[begin DATA IN THIS EXERCISE]

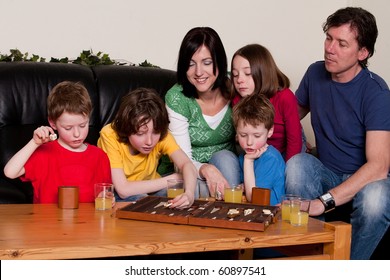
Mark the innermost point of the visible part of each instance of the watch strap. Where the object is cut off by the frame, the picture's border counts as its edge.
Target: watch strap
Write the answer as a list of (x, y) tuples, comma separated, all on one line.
[(328, 201)]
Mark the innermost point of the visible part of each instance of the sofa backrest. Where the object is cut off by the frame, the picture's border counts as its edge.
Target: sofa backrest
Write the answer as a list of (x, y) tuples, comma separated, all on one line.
[(24, 87)]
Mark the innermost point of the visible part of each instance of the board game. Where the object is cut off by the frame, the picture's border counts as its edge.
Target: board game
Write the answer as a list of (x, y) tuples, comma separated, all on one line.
[(202, 213)]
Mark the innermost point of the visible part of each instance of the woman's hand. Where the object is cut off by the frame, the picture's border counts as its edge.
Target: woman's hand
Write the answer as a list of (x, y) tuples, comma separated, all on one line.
[(182, 201), (257, 153)]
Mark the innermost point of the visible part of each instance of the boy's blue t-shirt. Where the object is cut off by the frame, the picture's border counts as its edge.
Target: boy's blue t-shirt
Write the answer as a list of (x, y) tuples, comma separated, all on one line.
[(269, 173)]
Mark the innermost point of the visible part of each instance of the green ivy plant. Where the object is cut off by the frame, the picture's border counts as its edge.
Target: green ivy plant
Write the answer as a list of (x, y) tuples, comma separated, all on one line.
[(86, 57)]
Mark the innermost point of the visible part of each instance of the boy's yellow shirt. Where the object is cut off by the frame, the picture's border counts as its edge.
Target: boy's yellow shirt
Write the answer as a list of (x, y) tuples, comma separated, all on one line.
[(136, 167)]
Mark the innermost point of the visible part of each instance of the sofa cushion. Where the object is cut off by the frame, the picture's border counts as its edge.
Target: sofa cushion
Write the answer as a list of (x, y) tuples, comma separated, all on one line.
[(114, 81)]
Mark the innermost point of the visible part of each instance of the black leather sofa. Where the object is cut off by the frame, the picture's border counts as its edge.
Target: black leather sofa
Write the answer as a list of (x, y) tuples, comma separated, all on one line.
[(24, 87)]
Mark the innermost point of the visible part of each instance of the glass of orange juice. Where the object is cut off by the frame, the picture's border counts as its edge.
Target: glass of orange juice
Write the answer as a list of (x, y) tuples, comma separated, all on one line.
[(175, 187), (286, 205), (104, 196), (233, 193), (299, 211)]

[end DATA IN THIS EXERCISE]

Give the lines above as a numbered list with blank lines omitted, and leave the picture out.

1. Mark the innermost point of the visible part of each instance of the watch strap. Where the object is cut off by the frame, the picture's border counts as its edge.
2. Target: watch strap
3. Write the answer as a list of (x, y) tuples, comma separated, all on one line.
4. [(328, 201)]
5. Mark the innermost point of the visible part of each instance of the sofa backrest. Where the object is cut off by the frame, the picture's border counts as its edge.
6. Target: sofa backrest
7. Write the answer as a list of (x, y) tuples, comma separated, all on one line.
8. [(24, 87)]
9. Mark the innermost point of the visible part of each instance of the board game. Where the object is cut off by the frame, the picture's border counts as its edge.
10. Target: board game
11. Write the answer as a list of (x, y) tuples, comma separated, all on one line.
12. [(202, 213)]
13. Mark the innermost point of the visible part of each instance of the woman's hand. Where the object is cut off by the frame, the picture's border counts as its edge.
14. Target: woman's hand
15. Write the answer as a list of (x, y) tuples, comma separated, all on one line.
16. [(182, 201), (257, 153)]
17. Mark the innermost point of the visible part of each instance of the boy's blue t-shirt. Where the object is cut off by the frame, the picture's border counts as its edge.
18. Target: boy's blue t-shirt
19. Write the answer as a list of (x, y) tuples, comma separated, all on one line.
20. [(269, 173)]
21. Mark the innermost point of the visible part of each instance of the green ivy plant. Where the object is cut off by the frame, the picture's border counts as its edge.
22. Target: green ivy plant
23. Write the answer as a list of (x, y) tuples, comma separated, all on one line.
24. [(86, 57)]
25. Mark the innermost point of the visible part of each instance of the boy's yellow shirt. Where the object is cut off by the frame, the picture's border counts as its edge.
26. Target: boy's yellow shirt
27. Write the answer as a list of (x, y) tuples, comma separated, all on one line.
28. [(136, 167)]
29. Mark the innermost point of the visible part of each instance of the sofa cushion. Where the object is cut off by the frame, the picture's border counts as its edge.
30. Target: sofa cushion
31. Write the answer as a list of (x, y) tuples, comma separated, all on one line.
32. [(114, 81)]
33. Mark the innermost point of the visible part of each instance of the black leather sofa. Where the object is cut off by the frame, the picture's border counts as its edge.
34. Target: black leather sofa
35. Write the answer as a list of (x, y) tuples, comma separated, all on one line.
36. [(24, 87)]
37. Mark the innermost point of the visible part of each instance of the glass of orange juice. Where the object is cut off by the frame, the picture's border counts as its edge.
38. Target: glass of orange juice
39. Write the answer as a list of (x, y) tuples, comma separated, all on one line.
40. [(175, 187), (286, 205), (104, 196), (233, 193), (299, 211)]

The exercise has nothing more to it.